Start Supplied text

Roy Zimmerman (born October 7, 1957) is an American satirical singer-songwriter and guitarist now based in Northern California.

Biography
A native of Southern California, Roy Zimmerman wrote a series of satirical musical reviews in the 1980s that were produced by the San Jose Repertory Theatre, including YUP! (1984), UP the YUP (1985), and YUP It UP! (1986).  The musicals parodied the excesses of the evolving yuppie culture in Silicon Valley. The songs included "Teen-age Computer Tycoon", "The Bay Area Sprawl", and "I Want to Be in a Pepsi Commercial," which many Bay Area professionals have remembered since their young adult years.

Zimmerman founded the Southern California satirical folk quartet, The Foremen. It performed at the national conventions of both major American political parties in 1996. Continuing as a solo act, Zimmerman explained the philosophy behind writing and performing humorous songs on increasingly political subjects: "There's nothing funny about World Peace. Social Justice never killed at The Comedy Store. If we ever attain a worldwide consciousness of peace and justice, I'll be happily out of a job. But as long as there's poverty, war, bigotry, ignorance, greed, lust and paranoia, I've got a career".

Among the counter-events to the 2004 Republican National Convention in New York City, Zimmerman performed his song, "Chickenhawk." It indicts those who approve of militarism, as long as neither they nor anyone they know has to be directly involved.  His songs have been played regularly on the Dr. Demento radio show.

End Supplied text

What to work on:
1. According to the Roy Zimmerman biography, are these statements true? For each one, answer yes or no and quote the words that decide it. (a) The Foremen performed at the national conventions of both major American political parties in 1996. (b) Zimmerman's satirical musical reviews were produced by a theater in Los Angeles. (c) Zimmerman performed "Chickenhawk" at the 2004 Democratic National Convention.
2. Gather every line of the entries that contains the string "napkin". Case counts.
The entries after the Roy Zimmerman biography are unrelated to it.

Start Data shown

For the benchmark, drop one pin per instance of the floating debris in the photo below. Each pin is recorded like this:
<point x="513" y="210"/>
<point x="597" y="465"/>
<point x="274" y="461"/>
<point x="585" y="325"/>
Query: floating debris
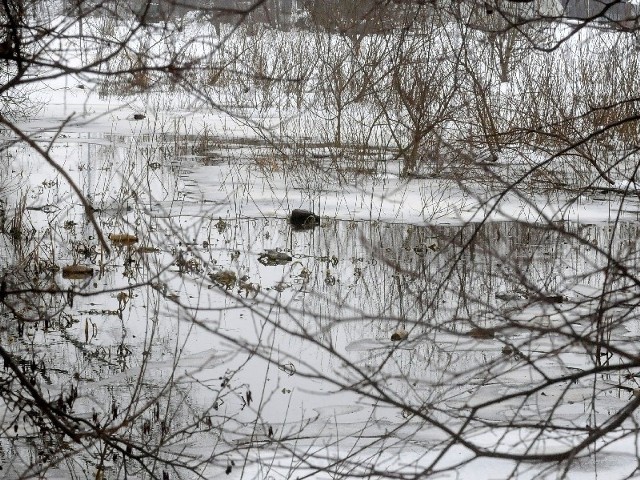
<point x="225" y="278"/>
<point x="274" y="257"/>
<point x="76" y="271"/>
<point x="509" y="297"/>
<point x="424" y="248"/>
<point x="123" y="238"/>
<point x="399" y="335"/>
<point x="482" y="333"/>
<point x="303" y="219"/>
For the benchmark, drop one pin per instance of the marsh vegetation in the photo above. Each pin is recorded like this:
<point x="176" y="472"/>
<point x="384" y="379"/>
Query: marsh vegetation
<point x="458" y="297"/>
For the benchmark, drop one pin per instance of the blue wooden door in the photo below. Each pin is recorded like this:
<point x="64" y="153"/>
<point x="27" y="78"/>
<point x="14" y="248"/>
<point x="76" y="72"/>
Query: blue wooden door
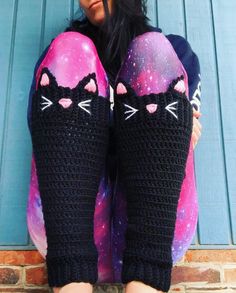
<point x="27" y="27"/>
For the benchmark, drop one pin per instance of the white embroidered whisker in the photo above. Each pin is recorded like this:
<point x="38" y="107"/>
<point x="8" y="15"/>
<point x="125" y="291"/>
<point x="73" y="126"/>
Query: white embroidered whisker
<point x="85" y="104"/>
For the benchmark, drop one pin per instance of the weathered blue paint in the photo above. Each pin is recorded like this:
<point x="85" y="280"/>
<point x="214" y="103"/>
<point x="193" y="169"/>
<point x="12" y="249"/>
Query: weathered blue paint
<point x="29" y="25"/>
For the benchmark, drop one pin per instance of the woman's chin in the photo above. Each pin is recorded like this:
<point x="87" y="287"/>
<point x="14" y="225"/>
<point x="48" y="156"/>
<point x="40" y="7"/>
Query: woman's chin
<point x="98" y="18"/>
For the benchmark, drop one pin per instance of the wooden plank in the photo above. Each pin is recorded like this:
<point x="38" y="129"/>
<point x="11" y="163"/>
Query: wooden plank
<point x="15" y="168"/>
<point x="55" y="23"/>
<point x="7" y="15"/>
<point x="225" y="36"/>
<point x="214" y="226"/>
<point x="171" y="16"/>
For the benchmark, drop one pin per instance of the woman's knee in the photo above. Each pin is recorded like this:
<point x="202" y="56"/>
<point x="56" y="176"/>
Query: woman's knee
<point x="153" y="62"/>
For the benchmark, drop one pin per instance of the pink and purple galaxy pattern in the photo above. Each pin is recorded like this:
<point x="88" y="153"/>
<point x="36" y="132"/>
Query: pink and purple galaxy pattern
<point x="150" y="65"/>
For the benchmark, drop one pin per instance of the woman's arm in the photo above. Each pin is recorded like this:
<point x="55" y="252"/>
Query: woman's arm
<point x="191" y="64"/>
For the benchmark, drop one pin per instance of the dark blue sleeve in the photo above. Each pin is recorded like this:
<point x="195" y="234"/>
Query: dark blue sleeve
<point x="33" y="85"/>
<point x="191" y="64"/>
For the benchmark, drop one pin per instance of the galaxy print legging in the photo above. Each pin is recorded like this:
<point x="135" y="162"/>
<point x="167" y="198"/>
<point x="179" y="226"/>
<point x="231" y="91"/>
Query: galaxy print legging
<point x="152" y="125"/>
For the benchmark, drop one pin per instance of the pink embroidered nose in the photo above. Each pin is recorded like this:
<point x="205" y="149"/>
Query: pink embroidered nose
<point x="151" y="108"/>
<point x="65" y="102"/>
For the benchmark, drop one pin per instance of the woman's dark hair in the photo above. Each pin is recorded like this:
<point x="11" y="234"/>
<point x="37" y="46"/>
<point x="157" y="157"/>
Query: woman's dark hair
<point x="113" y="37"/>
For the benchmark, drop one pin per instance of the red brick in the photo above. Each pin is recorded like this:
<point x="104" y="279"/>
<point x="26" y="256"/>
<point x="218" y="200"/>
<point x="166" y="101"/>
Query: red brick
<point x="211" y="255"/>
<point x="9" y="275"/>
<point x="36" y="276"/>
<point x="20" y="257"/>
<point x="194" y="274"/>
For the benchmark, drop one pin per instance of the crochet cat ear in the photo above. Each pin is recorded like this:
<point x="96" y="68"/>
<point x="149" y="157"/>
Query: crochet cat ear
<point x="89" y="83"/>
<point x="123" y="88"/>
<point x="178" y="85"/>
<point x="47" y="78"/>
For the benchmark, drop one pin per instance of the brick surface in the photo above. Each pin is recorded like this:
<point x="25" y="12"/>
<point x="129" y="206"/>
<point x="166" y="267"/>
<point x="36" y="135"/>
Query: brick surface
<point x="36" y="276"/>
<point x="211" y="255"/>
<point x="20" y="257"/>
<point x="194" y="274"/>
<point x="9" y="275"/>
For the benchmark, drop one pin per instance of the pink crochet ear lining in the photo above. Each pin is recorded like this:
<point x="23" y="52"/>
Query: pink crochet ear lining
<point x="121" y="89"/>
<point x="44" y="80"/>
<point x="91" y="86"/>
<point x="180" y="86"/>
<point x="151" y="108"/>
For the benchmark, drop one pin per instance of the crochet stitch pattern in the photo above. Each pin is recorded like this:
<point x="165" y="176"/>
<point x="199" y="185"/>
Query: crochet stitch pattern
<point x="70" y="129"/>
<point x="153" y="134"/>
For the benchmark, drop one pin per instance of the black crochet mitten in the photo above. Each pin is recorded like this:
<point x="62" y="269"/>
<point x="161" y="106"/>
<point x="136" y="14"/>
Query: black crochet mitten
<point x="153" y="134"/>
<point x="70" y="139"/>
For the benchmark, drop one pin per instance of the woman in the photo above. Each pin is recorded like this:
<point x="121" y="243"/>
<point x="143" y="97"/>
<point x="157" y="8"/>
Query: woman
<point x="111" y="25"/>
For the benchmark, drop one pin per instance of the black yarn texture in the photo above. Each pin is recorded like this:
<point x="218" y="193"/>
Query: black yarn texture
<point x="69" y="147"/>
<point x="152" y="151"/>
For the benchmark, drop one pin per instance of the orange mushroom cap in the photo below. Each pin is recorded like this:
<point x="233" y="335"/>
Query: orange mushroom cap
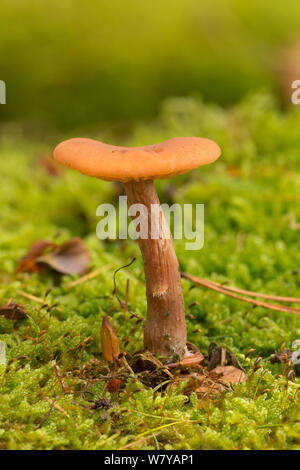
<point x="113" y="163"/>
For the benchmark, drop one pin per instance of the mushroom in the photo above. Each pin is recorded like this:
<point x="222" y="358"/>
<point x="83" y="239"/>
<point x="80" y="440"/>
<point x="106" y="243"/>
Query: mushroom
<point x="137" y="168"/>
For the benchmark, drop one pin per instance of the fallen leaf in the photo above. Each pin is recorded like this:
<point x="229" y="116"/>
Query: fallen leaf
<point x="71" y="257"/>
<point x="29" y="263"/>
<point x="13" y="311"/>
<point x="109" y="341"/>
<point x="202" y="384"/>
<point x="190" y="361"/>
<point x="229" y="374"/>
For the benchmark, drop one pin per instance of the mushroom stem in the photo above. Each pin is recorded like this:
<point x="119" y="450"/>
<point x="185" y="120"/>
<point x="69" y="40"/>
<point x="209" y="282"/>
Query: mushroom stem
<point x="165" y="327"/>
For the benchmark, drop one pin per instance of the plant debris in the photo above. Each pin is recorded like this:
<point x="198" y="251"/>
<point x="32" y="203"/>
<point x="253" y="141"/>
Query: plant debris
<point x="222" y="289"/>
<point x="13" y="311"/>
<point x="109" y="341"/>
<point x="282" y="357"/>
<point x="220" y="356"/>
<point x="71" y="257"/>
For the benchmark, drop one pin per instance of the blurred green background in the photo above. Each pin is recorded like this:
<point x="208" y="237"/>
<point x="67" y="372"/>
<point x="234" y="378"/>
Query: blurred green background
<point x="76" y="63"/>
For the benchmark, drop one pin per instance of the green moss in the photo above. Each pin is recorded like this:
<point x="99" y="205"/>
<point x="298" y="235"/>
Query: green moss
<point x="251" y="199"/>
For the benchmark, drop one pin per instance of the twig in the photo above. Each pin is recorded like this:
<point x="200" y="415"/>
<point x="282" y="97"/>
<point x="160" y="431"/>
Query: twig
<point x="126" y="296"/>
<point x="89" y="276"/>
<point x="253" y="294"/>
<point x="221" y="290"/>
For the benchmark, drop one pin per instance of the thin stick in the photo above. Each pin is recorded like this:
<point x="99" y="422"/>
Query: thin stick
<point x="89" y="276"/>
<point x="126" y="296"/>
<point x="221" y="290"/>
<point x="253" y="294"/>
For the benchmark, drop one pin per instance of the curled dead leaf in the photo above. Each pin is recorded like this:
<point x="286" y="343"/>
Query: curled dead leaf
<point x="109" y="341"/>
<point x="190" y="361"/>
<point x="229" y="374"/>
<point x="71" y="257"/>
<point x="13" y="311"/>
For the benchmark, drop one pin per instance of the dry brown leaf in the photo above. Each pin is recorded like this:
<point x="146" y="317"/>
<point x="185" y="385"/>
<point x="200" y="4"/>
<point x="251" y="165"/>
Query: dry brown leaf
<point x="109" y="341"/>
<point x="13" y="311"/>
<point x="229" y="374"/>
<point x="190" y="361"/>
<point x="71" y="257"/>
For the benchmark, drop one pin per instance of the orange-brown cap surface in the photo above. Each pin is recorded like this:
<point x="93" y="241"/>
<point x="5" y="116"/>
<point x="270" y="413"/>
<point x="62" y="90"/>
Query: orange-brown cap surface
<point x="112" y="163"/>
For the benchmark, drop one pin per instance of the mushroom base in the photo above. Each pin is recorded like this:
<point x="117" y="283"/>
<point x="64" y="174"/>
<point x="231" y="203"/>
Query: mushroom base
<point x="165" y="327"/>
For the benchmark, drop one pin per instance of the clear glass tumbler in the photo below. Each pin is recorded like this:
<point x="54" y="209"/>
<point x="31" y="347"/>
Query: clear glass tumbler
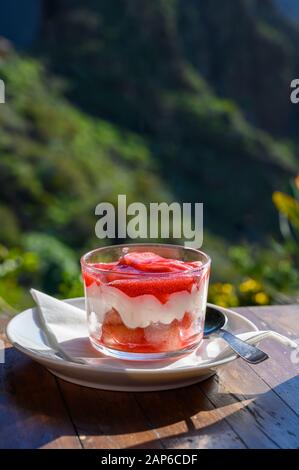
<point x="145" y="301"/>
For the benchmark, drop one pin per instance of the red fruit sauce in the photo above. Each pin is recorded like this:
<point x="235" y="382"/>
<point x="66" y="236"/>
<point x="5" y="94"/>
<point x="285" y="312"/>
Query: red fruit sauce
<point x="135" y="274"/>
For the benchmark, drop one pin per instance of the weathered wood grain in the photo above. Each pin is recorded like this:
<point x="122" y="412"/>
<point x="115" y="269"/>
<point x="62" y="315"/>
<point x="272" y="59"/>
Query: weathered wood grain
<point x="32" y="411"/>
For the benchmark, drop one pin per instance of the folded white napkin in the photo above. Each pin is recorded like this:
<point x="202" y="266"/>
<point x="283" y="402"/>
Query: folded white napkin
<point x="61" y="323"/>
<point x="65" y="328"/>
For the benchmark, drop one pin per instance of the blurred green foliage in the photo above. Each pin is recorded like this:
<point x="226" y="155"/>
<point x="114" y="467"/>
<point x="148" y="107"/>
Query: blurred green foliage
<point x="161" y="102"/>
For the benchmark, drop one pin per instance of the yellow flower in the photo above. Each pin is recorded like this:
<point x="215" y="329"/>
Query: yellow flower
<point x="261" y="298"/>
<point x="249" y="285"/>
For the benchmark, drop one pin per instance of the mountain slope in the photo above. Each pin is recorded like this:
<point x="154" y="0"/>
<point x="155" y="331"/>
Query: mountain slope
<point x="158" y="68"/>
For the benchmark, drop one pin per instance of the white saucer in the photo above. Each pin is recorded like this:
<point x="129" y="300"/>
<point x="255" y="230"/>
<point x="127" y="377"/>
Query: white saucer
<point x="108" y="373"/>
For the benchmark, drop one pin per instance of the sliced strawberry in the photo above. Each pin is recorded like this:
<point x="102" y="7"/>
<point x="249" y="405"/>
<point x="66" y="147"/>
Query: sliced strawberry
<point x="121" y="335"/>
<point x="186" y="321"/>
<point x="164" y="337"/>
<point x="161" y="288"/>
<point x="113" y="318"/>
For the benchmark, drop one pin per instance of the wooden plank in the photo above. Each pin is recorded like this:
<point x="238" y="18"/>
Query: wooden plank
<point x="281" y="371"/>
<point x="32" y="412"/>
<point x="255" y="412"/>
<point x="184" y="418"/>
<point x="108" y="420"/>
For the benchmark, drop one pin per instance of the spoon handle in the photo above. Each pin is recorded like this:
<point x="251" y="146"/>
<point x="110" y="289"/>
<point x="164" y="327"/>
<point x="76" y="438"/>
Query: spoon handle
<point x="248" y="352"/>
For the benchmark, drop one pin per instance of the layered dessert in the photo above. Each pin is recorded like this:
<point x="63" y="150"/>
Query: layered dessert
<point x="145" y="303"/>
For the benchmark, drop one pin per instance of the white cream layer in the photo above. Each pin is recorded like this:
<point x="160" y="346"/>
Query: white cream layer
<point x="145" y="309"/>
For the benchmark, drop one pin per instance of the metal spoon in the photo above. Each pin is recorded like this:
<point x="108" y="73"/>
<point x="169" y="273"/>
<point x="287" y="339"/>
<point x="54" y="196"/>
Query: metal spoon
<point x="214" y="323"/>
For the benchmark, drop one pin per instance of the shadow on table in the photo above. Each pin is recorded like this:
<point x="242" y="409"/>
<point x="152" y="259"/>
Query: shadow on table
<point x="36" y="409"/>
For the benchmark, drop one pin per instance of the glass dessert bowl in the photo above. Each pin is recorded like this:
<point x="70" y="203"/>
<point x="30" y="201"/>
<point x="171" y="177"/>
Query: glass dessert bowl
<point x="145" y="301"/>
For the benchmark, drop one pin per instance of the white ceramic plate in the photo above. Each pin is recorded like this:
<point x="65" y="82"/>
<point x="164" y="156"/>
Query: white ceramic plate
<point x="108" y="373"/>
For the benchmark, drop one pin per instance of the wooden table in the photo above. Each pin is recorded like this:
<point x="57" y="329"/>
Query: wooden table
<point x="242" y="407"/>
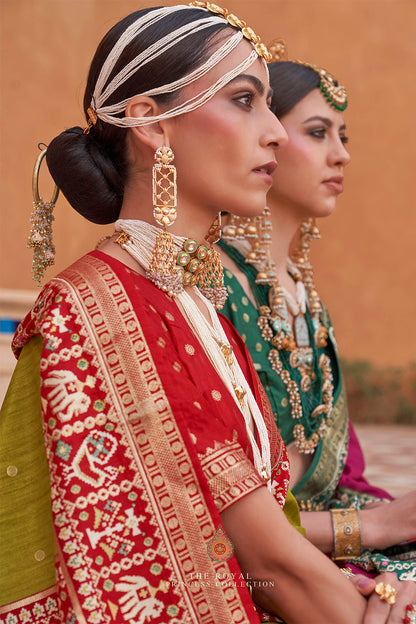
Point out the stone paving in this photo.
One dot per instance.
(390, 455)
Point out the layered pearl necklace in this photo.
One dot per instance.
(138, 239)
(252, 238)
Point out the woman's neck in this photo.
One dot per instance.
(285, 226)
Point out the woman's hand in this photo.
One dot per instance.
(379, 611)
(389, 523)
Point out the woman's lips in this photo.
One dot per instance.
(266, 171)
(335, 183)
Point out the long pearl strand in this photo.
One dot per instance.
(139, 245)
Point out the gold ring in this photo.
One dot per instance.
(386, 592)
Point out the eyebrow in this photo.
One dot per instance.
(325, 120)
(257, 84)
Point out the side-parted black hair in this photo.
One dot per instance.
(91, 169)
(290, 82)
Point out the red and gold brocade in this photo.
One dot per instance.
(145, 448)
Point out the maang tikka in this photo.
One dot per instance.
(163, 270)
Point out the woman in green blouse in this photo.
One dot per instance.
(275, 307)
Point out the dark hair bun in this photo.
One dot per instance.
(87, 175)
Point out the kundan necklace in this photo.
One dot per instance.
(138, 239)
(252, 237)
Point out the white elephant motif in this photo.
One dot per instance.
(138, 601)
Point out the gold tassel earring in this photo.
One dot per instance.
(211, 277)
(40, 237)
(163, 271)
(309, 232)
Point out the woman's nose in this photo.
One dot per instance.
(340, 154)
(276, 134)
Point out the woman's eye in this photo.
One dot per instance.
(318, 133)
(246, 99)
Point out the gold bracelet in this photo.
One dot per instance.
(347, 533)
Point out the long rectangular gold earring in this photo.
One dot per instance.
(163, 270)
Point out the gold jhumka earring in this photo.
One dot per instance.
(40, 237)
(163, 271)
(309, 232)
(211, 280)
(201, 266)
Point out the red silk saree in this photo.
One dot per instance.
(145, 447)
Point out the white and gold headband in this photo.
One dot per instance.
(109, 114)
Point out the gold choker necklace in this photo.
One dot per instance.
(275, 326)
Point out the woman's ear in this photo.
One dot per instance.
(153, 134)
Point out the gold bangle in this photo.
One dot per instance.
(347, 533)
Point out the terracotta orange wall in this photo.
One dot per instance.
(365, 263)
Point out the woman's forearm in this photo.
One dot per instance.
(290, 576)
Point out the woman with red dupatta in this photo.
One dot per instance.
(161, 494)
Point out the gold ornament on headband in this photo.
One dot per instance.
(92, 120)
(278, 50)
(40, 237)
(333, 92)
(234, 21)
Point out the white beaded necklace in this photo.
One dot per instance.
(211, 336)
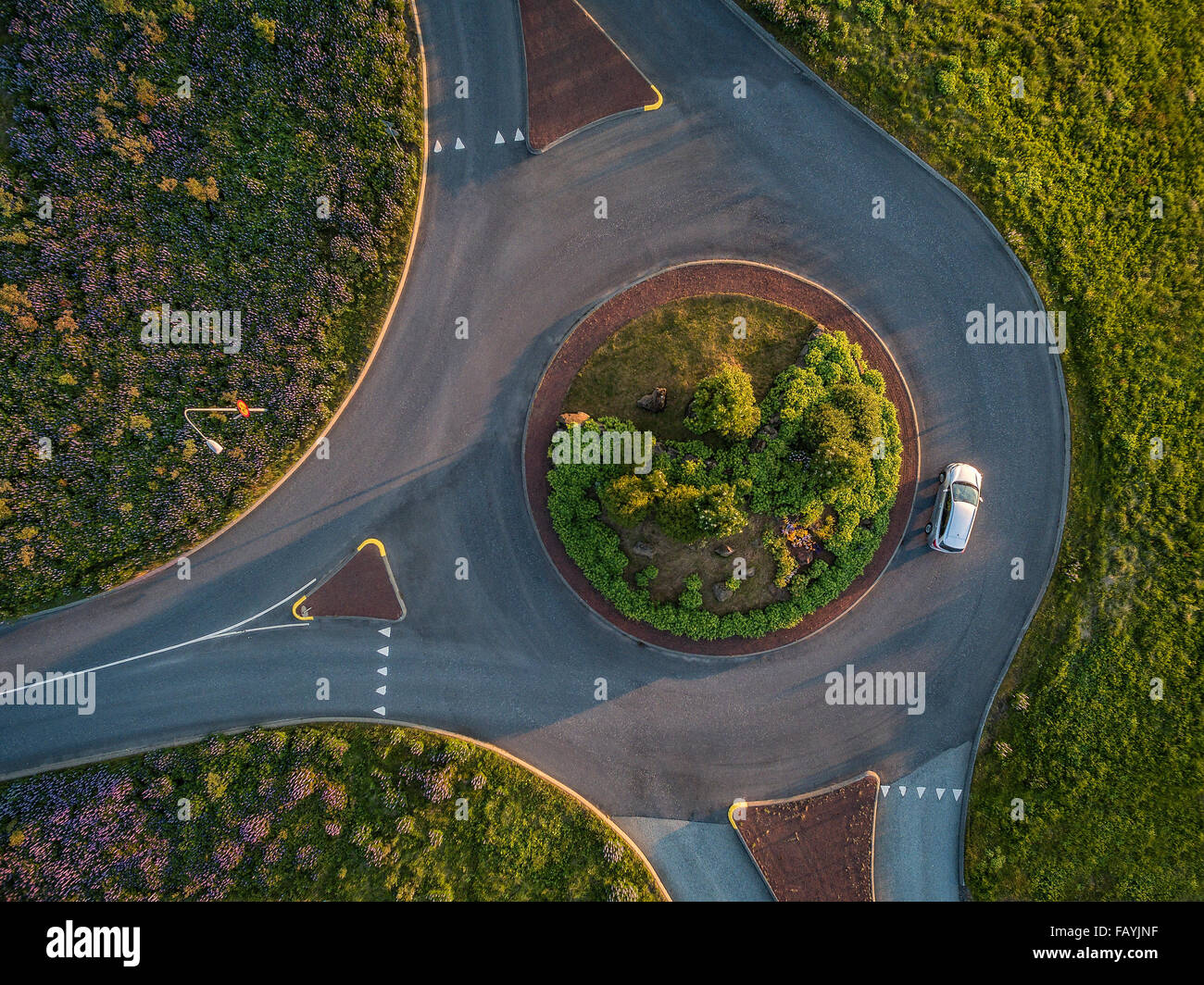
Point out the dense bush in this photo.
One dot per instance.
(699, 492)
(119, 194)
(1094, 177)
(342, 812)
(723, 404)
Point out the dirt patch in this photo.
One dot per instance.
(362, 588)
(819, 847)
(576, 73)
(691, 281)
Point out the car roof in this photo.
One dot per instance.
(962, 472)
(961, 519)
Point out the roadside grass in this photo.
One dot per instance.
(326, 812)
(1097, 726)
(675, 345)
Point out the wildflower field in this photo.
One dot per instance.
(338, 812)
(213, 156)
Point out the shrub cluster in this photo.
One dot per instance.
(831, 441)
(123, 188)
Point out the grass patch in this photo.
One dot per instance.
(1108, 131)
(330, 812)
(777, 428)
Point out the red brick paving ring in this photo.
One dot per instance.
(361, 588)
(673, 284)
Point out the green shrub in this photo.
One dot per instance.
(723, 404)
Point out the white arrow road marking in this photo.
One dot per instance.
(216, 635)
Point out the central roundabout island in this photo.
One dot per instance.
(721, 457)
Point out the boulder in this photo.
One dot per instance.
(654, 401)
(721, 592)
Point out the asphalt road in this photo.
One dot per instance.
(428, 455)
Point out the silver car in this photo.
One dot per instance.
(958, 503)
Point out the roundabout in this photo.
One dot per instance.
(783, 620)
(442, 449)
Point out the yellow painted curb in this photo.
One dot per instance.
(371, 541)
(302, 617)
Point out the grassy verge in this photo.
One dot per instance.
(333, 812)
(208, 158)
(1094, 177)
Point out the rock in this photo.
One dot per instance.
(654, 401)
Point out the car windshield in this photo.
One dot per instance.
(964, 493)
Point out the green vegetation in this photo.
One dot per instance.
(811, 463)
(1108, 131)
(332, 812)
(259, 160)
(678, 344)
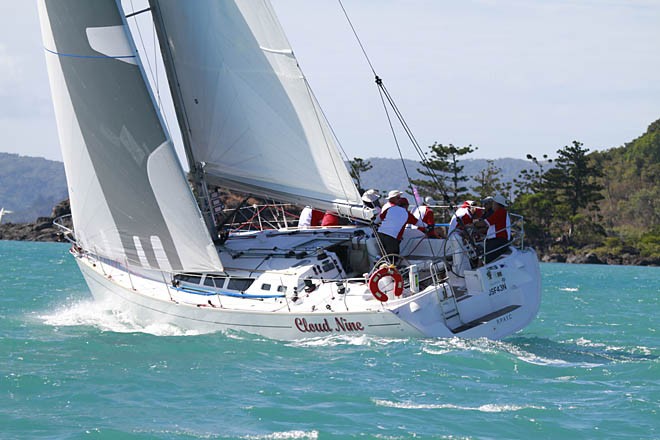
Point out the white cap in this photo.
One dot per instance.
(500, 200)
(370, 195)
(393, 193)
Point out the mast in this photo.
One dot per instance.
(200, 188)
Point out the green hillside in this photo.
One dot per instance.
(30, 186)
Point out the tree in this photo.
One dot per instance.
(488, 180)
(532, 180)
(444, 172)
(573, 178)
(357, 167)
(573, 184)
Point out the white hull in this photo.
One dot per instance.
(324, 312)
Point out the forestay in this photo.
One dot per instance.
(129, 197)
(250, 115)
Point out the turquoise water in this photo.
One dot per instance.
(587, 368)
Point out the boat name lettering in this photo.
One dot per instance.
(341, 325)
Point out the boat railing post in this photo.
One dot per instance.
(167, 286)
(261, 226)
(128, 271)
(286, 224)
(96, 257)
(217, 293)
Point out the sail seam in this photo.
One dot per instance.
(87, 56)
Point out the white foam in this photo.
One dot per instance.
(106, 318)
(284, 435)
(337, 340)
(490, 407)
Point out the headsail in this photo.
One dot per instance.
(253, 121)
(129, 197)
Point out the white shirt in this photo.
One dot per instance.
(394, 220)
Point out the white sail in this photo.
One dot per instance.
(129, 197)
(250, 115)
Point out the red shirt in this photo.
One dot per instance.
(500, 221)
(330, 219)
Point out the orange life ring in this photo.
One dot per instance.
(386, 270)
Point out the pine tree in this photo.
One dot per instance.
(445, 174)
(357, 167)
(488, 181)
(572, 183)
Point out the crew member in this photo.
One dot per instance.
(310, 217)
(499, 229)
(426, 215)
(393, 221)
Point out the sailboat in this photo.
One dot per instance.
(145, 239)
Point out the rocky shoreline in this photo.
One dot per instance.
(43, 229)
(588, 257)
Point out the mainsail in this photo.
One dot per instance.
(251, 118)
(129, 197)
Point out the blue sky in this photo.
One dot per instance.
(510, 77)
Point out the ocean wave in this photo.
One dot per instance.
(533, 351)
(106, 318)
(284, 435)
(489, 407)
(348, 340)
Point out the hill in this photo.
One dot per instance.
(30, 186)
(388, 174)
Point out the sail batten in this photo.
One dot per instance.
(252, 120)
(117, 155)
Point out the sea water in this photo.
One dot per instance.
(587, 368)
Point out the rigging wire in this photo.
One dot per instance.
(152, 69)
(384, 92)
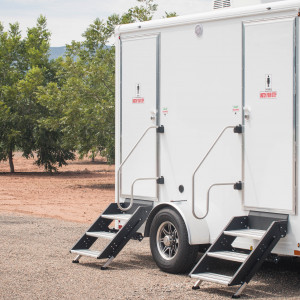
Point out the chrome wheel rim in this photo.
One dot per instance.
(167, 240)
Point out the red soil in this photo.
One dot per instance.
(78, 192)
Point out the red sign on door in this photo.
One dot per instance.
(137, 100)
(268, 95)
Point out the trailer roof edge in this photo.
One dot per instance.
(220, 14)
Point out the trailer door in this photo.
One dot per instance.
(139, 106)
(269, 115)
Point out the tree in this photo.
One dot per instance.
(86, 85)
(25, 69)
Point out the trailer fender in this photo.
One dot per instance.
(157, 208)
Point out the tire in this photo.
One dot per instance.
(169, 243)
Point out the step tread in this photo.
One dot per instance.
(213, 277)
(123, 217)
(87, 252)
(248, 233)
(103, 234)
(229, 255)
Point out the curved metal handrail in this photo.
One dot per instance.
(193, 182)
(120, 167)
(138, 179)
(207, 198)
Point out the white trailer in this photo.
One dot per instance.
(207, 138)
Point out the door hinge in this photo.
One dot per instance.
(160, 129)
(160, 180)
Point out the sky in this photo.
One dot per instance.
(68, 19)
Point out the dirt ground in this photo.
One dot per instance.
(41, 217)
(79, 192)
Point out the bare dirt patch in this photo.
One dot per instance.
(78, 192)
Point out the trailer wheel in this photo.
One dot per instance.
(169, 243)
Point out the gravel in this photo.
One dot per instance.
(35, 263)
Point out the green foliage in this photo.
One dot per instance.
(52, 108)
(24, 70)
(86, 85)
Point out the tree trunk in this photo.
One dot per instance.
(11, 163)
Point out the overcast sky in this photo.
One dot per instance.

End Data shown

Expected outputs:
1.
(a) Yes: "It performed at the national conventions of both major American political parties in 1996."
(b) No: "were produced by the San Jose Repertory Theatre"
(c) No: "Among the counter-events to the 2004 Republican National Convention in New York City, Zimmerman performed his song, "Chickenhawk.""

2.
For the benchmark, drop one pin per instance of the folded white napkin in the photo above. Each pin is recorded like this:
Query: folded white napkin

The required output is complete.